Of Chocolate and China: Nestlé Expands in Beijing

A new deal that gives Nestlé, the world’s largest food company, expanded access to the Chinese market has analysts wondering if the country is becoming more open to foreign investment. Marc Ross of the U.S.-China Business Council sheds light on China’s motivation for consolidation. Read More

by Diana Drake

If you are a candy lover, chances are you have devoured your share of Kit Kats, Smarties and Butterfinger bars. Or maybe you have heated up a Hot Pockets for an after-school snack, eaten a bowl of Häagen-Dazs ice cream or even fed your cat Fancy Feast or your dog Alpo. If you have used any of these brands, then you know the company Nestlé. Nestlé, based in Switzerland with locations around the globe, is the world’s largest food company.

Back in July 2011, Nestlé offered to pay $1.7 billion for a 60% stake in Hsu Fu Chi, a Beijing, China-based maker of candy, snacks and the traditional Chinese snack sachima. This week – on December 7, 2011 – China’s commerce ministry approved Nestlé’s plan. 

The deal – one of the biggest by a foreign company in China — is significant on a number of levels. First, it gives Nestlé expanded access to the Chinese market as it tries to build up the sales it gets from emerging markets — those countries that are experiencing rapid growth. What’s more, China has been notoriously cautious about foreign companies buying well-known local brands. For example, in 2009, China’s government rejected Coca-Cola’s $2.4 billion bid for Chinese juice producer China Huiyuan Juice Group, which left investors speculating that Beijing would protect local brands from overseas buyers.

The Nestlé-Hsu Fu Chi deal, along with an earlier deal involving Yum Brands buying Little Sheep Group that was approved by the Ministry of China in November, suggest that China is open to new business investment. 

A number of factors, including an economic slowdown in China and Europe, are influencing the success rate of mergers and acquisitions (M&As) in China, says Marc Ross, director of communications and publications for the Washington, D.C.-based U.S.-China Business Council (USCBC), a non-profit organization of some 240 American companies that do business with China. While the Business Council represents only American companies working in China, it closely watches business developments impacting the Chinese marketplace. Ross spoke with Knowledge@Wharton High School about the Nestlé-Hsu Fu Chi deal.

Knowledge@Wharton High School: Were you surprised by this week’s news that the deal had been approved?

Marc Ross: Based on the business climate and the desire of the PRCG (People’s Republic of China Government) for more consolidation in major industrial sectors — steel, automotive and food for example — this approval was not a surprise. Outside of the sectors that the PRCG has not deemed protected — namely high-tech, oil and environment technology for example — you will see more consolidation.

*Given task A*. Gather every line of the records below that contains the string "shirt". Treat case as significant.

(Entries taken from a collection)
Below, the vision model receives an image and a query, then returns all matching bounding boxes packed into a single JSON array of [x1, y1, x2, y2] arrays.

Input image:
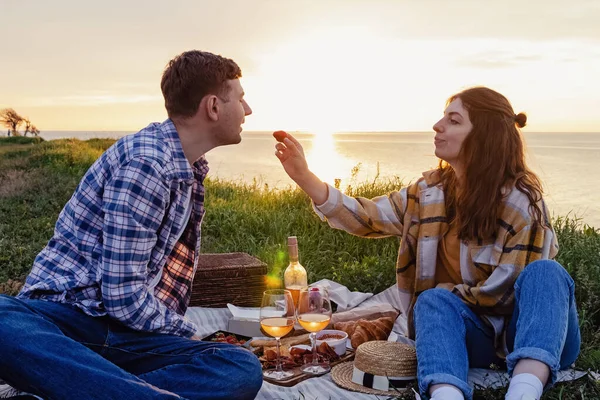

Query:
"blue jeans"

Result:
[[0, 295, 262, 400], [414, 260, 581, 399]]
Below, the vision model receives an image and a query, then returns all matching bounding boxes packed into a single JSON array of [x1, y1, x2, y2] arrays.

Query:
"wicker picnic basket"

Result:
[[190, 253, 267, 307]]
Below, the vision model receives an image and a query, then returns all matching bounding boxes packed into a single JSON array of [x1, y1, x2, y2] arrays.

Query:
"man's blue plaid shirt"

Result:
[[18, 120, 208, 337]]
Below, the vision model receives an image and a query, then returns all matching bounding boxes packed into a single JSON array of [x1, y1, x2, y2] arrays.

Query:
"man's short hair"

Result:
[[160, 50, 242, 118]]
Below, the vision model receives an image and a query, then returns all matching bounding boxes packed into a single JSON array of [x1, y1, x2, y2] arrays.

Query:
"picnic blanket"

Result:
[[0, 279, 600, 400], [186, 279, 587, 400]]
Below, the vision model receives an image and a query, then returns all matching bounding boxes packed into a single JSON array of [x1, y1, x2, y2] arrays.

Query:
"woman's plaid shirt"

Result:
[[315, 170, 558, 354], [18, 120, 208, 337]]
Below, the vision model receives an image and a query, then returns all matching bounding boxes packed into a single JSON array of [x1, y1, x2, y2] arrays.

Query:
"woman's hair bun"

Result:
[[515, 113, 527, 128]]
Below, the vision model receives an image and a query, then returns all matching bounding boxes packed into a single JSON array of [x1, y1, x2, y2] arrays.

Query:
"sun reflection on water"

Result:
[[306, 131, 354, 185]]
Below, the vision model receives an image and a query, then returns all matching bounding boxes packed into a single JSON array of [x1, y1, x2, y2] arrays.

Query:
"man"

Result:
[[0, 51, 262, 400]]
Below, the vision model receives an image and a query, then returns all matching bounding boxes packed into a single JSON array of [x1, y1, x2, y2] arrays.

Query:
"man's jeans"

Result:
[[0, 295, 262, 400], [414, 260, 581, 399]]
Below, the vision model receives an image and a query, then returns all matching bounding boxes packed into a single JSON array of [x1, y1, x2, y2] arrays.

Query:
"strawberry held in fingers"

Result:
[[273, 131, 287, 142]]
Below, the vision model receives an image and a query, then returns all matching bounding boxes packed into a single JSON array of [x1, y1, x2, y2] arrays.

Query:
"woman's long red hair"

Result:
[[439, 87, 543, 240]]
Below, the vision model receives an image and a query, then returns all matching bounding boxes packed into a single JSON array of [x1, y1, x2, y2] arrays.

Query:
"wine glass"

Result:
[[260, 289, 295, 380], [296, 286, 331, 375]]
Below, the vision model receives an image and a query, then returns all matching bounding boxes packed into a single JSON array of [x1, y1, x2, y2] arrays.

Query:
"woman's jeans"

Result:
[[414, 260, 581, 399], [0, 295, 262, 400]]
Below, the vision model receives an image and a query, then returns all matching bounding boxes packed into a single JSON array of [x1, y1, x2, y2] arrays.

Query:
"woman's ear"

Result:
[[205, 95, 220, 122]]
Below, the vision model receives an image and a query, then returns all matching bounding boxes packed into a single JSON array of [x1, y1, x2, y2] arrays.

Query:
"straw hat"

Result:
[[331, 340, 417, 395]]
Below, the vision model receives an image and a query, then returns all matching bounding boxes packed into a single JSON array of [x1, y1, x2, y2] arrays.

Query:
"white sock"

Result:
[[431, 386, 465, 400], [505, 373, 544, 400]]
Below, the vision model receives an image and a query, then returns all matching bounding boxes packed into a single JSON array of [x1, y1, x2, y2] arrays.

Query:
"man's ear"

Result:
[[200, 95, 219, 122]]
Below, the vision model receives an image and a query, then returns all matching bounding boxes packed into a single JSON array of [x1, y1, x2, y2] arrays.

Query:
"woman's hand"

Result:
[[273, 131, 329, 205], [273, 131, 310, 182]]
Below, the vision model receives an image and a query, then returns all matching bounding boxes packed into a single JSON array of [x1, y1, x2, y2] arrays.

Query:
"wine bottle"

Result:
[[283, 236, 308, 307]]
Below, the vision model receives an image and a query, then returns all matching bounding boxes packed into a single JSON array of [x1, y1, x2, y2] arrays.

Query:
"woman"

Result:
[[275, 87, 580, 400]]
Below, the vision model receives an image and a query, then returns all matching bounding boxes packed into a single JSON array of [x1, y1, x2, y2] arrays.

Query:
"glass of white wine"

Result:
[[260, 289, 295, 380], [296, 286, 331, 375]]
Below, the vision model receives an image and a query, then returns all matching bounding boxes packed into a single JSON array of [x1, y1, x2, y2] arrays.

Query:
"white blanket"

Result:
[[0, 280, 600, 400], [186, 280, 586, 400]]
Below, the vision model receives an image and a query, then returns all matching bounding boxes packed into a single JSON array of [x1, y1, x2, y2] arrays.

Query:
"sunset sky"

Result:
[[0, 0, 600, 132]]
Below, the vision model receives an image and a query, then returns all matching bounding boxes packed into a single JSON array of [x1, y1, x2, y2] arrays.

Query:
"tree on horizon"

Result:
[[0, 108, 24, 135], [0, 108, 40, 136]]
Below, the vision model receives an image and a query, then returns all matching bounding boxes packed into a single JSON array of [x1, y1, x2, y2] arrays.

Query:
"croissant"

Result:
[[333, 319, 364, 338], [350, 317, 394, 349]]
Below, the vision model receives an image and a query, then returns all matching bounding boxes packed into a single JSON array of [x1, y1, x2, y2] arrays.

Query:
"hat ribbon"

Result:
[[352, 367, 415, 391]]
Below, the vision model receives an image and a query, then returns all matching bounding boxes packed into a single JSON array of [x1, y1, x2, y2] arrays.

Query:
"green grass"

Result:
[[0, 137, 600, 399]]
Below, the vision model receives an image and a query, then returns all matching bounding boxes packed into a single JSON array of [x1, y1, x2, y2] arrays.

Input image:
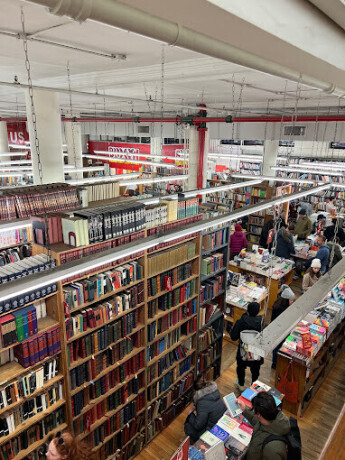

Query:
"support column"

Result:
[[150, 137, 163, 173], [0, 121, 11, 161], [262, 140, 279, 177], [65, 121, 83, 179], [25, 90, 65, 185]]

*Given task B*. Go on with the article about Nestlé's expansion in Beijing, starting right after its last sentence above.

*Exercise response A*.
"man's blue plaid shirt"
"woman's plaid shirt"

*Exercise response B*.
Most of the consolidation will involve state-owned enterprises (SEOs). Sectors like mining and dairy are industries that are comprised of too many small operations that don’t have the necessary resources and wherewithal to scale nationally and lack the proper quality control standards. As Shaun Rien of Forbes has reported, the government feels it can oversee large operations better than networks of tiny entrepreneurs, and ensure food safety and decent working conditions. Consolidation has been a direct response to quality catastrophes — like the melamine in dairy products scandal — and an attempt to improve protections for laborers.

I always found this tidbit telling: there are one million trucking companies in China [that have] just two trucks – clearly this is a space ripe for consolidation.

It is important to note that many Chinese businesses are SEOs and were started to serve a marketplace limited to only a large city or province, not a nation the size of the continental U.S. There is a saying “there isn’t a national tea of China” – not surprising based on how most Chinese companies were created in the first place.

Western and American companies excel at retail and distribution on a massive scale — a skill set that many Chinese businesses lack. Chinese companies have only one goal, to secure better knowledge, technology and skills to compete in the most competitive marketplace on the planet — China. Often times this will require more M&As and consolidations of Chinese businesses.

The increasing cost pressures and inflation in China will affect industrial and business decisions. It is foolish to think of China as a low-cost business environment. The current economic slowdown in China as well as the uncertainty surrounding the Eurozone will no doubt improve the success rate of merger and acquisition transactions in 2012.

KWHS: Why would China seek to protect local brands from overseas buyers?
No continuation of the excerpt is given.